** Opening Dataset content block **

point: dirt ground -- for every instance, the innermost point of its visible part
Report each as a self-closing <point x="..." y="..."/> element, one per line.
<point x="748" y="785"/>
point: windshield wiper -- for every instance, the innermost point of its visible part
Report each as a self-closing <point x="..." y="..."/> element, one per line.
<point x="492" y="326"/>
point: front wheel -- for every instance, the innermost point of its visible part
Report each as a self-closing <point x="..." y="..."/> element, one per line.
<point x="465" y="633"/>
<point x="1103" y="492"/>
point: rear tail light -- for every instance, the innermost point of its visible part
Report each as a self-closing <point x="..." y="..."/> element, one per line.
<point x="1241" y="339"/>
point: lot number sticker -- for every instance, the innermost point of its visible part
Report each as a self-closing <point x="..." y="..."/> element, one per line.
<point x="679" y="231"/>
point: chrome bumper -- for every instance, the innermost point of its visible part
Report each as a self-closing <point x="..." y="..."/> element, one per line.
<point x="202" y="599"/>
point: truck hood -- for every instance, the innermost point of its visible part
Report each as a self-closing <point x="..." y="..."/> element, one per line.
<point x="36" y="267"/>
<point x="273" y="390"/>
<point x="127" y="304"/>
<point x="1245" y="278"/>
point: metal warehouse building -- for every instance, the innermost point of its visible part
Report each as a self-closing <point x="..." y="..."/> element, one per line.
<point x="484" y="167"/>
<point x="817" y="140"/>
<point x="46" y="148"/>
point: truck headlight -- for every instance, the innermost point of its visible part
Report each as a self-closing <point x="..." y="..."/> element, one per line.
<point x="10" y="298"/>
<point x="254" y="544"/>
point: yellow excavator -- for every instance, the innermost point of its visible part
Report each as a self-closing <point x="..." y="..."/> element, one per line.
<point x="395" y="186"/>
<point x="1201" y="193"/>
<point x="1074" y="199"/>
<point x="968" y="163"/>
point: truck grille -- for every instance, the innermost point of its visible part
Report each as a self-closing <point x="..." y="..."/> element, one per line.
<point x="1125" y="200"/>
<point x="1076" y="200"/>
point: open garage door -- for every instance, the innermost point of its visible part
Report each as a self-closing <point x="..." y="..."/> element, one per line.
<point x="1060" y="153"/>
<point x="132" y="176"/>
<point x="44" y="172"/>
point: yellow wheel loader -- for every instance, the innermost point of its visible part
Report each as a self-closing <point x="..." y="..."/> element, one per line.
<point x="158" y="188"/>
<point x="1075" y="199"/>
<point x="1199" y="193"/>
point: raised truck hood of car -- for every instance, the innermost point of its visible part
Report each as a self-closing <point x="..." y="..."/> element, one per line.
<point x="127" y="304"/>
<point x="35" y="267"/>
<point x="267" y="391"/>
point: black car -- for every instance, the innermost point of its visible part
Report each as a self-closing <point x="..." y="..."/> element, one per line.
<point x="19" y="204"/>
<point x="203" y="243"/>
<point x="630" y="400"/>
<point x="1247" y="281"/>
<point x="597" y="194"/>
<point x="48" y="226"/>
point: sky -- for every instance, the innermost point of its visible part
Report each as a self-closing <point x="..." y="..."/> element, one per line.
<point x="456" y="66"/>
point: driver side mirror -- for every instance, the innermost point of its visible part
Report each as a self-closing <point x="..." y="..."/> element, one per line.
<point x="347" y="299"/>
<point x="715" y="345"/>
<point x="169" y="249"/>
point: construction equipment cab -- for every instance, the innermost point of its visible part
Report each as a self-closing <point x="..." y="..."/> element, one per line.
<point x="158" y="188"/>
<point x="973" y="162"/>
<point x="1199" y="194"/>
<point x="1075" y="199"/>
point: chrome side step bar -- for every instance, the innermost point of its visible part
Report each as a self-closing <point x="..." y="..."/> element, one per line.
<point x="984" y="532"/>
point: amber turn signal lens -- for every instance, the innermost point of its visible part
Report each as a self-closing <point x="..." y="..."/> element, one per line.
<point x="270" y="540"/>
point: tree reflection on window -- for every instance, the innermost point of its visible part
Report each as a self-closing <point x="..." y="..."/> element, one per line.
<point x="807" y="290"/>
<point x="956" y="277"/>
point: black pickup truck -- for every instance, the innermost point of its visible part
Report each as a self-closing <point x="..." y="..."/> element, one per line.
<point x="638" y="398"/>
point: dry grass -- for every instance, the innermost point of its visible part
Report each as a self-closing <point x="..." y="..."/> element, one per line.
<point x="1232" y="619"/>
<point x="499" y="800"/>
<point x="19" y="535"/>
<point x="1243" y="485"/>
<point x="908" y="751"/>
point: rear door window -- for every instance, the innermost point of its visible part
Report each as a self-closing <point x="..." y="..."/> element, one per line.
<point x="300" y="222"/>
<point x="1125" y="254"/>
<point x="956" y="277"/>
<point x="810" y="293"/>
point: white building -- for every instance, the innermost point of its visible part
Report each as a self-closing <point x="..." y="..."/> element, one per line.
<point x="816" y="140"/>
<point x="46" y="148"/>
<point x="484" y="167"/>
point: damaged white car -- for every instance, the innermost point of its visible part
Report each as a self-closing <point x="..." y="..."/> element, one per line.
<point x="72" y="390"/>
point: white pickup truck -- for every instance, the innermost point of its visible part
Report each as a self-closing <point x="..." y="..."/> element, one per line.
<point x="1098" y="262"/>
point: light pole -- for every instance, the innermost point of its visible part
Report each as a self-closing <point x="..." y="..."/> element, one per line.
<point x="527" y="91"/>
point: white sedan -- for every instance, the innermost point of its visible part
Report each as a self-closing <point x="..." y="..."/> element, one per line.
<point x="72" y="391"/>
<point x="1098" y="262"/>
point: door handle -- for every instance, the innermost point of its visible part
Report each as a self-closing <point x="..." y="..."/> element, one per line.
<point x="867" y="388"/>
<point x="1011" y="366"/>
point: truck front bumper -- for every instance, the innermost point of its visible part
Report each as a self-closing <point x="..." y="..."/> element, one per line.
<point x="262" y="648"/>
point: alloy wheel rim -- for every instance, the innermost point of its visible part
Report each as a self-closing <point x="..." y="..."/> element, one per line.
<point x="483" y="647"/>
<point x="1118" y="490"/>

** Closing Dataset content block **
** Opening Dataset content block **

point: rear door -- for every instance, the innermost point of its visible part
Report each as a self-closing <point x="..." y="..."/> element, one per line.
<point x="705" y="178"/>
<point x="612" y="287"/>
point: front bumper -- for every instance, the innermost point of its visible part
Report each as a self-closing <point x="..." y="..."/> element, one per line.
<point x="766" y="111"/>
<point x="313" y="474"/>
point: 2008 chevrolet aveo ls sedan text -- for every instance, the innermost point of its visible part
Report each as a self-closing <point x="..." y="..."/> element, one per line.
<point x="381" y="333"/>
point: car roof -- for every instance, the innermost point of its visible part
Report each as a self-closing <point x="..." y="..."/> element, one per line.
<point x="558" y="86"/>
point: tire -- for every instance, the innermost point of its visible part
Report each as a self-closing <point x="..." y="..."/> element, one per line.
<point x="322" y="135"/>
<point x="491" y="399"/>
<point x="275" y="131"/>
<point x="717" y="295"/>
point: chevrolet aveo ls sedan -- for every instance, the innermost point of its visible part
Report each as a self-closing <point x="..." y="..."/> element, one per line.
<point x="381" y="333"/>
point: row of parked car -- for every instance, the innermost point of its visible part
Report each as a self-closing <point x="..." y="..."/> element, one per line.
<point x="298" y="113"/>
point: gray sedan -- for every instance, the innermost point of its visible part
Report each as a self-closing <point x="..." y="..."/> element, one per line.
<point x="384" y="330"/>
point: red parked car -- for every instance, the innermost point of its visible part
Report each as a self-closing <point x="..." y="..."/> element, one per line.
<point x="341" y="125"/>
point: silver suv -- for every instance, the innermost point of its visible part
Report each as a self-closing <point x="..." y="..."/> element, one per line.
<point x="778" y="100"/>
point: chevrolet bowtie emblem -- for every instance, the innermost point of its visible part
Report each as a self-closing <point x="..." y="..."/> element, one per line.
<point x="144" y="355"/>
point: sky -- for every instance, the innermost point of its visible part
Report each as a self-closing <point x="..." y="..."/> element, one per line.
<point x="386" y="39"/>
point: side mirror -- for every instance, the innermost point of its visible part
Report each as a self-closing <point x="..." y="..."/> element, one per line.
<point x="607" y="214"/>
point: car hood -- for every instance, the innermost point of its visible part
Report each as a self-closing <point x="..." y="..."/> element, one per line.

** Closing Dataset content block **

*Work instruction*
Determine how many lines of the entries hold "chevrolet", and reply with that number only.

*Solution below*
3